━━━ TEXT SHOWN ━━━
Notice that I didn’t add crying babies to the list- at least they have a good excuse for not paying attention to what’s happening while church is “in session”.  The rest of us?  Not so much.


From a prayer perspective, church is hard.  We feel like we should be able to pray while we are at Mass.  We probably want to pray but there are just so many distractions.  It’s also hard to simply leave our busy lives at the door and then flip the switch into prayer mode.


As you can imagine, I do have some recommendations for how you can make your next visit to church more prayerful.


1.  Leave your phone in the car. Unless it’s the dead of winter (or summer) and you deliver babies for a living, you can probably get away with leaving your phone in the car. 

2.  Check yourself before walking in the door.  Take a breath.  Remember that your life is about to take on new meaning.  Pause.

3.  Make a profound sign of the cross.  Don’t rush through this ancient practice of the church.  Make a slow sign of the cross.

4.  Give yourself permission to close your eyes.  Not while you’re walking! Rather, when you are kneeling or sitting in prayer, give yourself permission to listen, to pray and to be focused with your eyes closed.
━━━
GOAL - Update the passage on praying at Mass, everything from "1.  Leave your" down to "your eyes closed.", with "smartphone" in place of "phone". The entries that follow have no connection to the passage on praying at Mass.
━━━ DATA SECTION ━━━
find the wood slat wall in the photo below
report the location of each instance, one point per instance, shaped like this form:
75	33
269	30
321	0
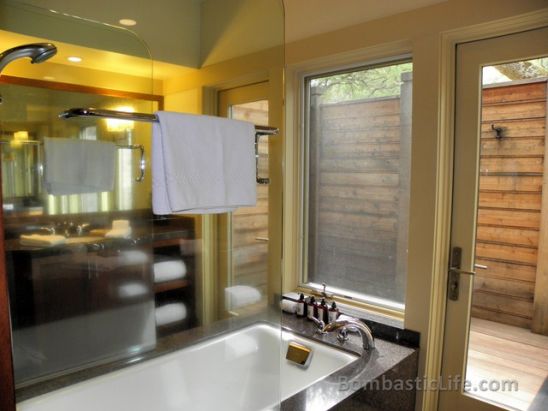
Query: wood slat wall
510	195
354	194
250	224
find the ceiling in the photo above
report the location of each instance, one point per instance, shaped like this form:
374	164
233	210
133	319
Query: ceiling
171	28
306	18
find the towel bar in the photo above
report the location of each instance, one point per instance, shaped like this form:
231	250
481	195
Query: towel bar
151	118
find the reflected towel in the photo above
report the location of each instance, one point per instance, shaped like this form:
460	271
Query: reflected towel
119	233
170	313
202	164
78	166
37	240
241	295
132	290
169	270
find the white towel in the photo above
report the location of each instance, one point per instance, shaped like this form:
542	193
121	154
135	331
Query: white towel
37	240
132	290
241	295
75	166
170	313
119	233
202	164
169	270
━━━
REPLY -
1.  Leave your smartphone in the car. Unless it’s the dead of winter (or summer) and you deliver babies for a living, you can probably get away with leaving your smartphone in the car. 

2.  Check yourself before walking in the door.  Take a breath.  Remember that your life is about to take on new meaning.  Pause.

3.  Make a profound sign of the cross.  Don’t rush through this ancient practice of the church.  Make a slow sign of the cross.

4.  Give yourself permission to close your eyes.  Not while you’re walking! Rather, when you are kneeling or sitting in prayer, give yourself permission to listen, to pray and to be focused with your eyes closed.